-- start of Source document --

The Treacy Centre, Parkville, Australia
The Edmund Rice Tradition in Australia
Edmund Rice Legacy crosses the Indian Ocean
Parade College, as well as being the oldest Christian Brothers' school in Australia, is also the last survivor of the early group of schools that once operated around Eastern Hill. It was from this college that Brother Patrick Treacy and his colleagues expanded their influence across Victoria and interstate, thereby advancing the Catholic education system across Australia.
In 1843 at the invitation of Sydney’s first Catholic bishop, Archbishop John Bede Polding, the Irish Christian Brothers first arrived in Sydney to assist in schools. However as this was a time of simmering sectarian tension in the young colonies between Irish Catholics and the English, the problematic outcomes resulted in the brothers returning to Ireland in 1848.
The Christian Brothers returned to Australia in 1868. This despite the bungled assassination attempt in Sydney in the same year, of Queen Victoria’s second son, Prince Alfred Ernest Albert.
The events that followed the assassination attempt at Clontarf included an outpouring of prejudice and racism towards Catholics and Irish.
Arriving in Melbourne at the invitation of Bishop James Goold, the Brothers included Patrick Ambrose Treacy, Dominic Fursey Bodkin, John Barnabas Lynch and Patrick James Nolan. In 1869, the Brothers began teaching at a small primary school behind St Francis' Church in Lonsdale Street, Melbourne.
One of the brothers, Brother Ambrose Treacy, after establishing a presence in Melbourne in 1868 then moved in 1875 to Brisbane to do similarly.
In 1872, Victoria became the first Australian colony to pass an Education Act providing for free, secular public education. The other colonies followed over the next two decades. With the subsequent withdrawal of state aid for church schools around 1880, the Catholic Church, unlike other Australian churches, put great energy and resources into creating a comprehensive alternative system of education. It was largely staffed by nuns, brothers and priests of religious orders, such as the Christian Brothers
With help from the Irish Catholic Church, The Christian Brothers acquired a parcel of land along the wide boulevard of Victoria Parade in East Melbourne. In 1871 their dreams were realised when a new bluestone college was blessed by Bishop Goold in the presence of the venerable Archbishop of Sydney, the Archbishop Polding. They called their new school Parade College, after the name of the street it was built on, and dedicated it to Mary Immaculate.
The building is an imposing three storey bluestone structure that was built to the designs of Melbourne architect William Wilkinson Wardell (1823 – 1899), who also designed the nearby St. Patrick’s Cathedral.
On the school’s first day, more than one hundred boys were enrolled and the number increased steadily as accommodation became available. As time went on, more Brothers arrived at Parade College from Ireland, and so the number of boys attending the school could increase. In 1902 the school building was extended yet again and finally completed William Wardell’s original designs. It is this building that we see today.
The building was affectionately known as the "Old Bluestone Pile" and the school’s song takes its name from it.

-- end of Source document --
-- start of Dataset --

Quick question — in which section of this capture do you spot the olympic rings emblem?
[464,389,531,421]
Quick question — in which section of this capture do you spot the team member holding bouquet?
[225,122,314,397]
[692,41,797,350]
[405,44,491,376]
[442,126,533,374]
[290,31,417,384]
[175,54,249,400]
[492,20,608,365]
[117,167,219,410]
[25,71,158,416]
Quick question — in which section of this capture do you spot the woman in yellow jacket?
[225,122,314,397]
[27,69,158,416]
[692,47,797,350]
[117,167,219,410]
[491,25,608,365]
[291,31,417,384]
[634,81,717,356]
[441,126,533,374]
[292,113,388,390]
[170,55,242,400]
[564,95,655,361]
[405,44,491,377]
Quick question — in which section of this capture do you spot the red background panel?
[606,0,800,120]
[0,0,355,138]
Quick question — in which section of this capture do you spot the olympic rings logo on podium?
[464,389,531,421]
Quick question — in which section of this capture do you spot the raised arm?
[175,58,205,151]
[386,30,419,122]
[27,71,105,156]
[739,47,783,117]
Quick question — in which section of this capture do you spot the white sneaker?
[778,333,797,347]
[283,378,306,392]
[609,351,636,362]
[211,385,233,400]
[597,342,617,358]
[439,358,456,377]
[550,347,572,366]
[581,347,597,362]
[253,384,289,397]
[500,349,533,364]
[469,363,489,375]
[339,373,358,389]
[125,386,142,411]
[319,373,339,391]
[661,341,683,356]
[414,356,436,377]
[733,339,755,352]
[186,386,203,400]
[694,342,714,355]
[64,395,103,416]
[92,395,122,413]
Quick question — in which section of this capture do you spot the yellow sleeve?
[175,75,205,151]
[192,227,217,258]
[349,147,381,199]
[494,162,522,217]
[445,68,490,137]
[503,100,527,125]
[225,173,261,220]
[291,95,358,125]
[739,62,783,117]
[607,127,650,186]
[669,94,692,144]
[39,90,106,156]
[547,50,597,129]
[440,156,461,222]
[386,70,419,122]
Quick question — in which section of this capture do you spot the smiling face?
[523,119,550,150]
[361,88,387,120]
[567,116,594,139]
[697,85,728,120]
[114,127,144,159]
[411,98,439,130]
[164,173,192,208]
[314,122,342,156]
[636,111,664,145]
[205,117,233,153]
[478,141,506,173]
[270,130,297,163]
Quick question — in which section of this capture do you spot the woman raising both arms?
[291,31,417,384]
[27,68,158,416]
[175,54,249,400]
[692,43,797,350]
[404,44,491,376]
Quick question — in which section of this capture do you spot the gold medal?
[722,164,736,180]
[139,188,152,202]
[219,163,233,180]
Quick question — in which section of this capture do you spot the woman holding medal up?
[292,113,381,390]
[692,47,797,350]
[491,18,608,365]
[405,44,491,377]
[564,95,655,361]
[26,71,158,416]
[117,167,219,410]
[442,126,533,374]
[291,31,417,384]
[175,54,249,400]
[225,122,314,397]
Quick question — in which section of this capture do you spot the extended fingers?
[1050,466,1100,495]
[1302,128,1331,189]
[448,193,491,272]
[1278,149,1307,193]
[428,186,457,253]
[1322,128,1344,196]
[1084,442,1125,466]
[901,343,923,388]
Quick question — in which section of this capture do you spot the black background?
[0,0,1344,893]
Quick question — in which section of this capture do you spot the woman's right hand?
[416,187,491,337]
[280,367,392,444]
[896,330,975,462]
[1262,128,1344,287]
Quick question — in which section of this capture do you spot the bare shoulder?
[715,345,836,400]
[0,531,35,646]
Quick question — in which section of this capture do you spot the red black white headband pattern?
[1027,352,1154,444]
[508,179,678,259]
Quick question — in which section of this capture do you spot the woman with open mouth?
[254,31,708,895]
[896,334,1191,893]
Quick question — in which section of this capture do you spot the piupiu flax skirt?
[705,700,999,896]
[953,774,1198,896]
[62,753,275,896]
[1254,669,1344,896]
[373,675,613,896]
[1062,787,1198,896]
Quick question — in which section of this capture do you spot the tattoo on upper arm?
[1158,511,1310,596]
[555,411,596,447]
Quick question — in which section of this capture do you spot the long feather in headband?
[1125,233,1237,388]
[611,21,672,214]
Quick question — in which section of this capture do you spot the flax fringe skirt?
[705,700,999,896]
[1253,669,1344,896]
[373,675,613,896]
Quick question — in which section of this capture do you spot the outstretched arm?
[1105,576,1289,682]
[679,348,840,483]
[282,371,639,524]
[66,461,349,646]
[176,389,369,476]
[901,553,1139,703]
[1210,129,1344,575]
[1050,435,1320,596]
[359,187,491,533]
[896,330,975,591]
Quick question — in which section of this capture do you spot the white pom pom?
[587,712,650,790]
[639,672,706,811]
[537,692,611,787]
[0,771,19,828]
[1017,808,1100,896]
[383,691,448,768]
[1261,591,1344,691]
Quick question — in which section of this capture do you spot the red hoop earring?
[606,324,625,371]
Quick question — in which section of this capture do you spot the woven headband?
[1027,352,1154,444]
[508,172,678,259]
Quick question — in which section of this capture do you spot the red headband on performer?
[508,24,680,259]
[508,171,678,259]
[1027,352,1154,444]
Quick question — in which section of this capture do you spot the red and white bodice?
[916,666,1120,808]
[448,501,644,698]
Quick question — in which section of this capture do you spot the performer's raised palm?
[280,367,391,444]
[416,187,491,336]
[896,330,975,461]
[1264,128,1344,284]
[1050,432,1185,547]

-- end of Dataset --

Task brief —
Rewrite the passage of the Parade College history that opens with the words containing "The Christian Brothers returned" and closes with "to do similarly.", replacing "assassination attempt" with "attempted murder".

Output of the exercise —
The Christian Brothers returned to Australia in 1868. This despite the bungled attempted murder in Sydney in the same year, of Queen Victoria’s second son, Prince Alfred Ernest Albert.
The events that followed the attempted murder at Clontarf included an outpouring of prejudice and racism towards Catholics and Irish.
Arriving in Melbourne at the invitation of Bishop James Goold, the Brothers included Patrick Ambrose Treacy, Dominic Fursey Bodkin, John Barnabas Lynch and Patrick James Nolan. In 1869, the Brothers began teaching at a small primary school behind St Francis' Church in Lonsdale Street, Melbourne.
One of the brothers, Brother Ambrose Treacy, after establishing a presence in Melbourne in 1868 then moved in 1875 to Brisbane to do similarly.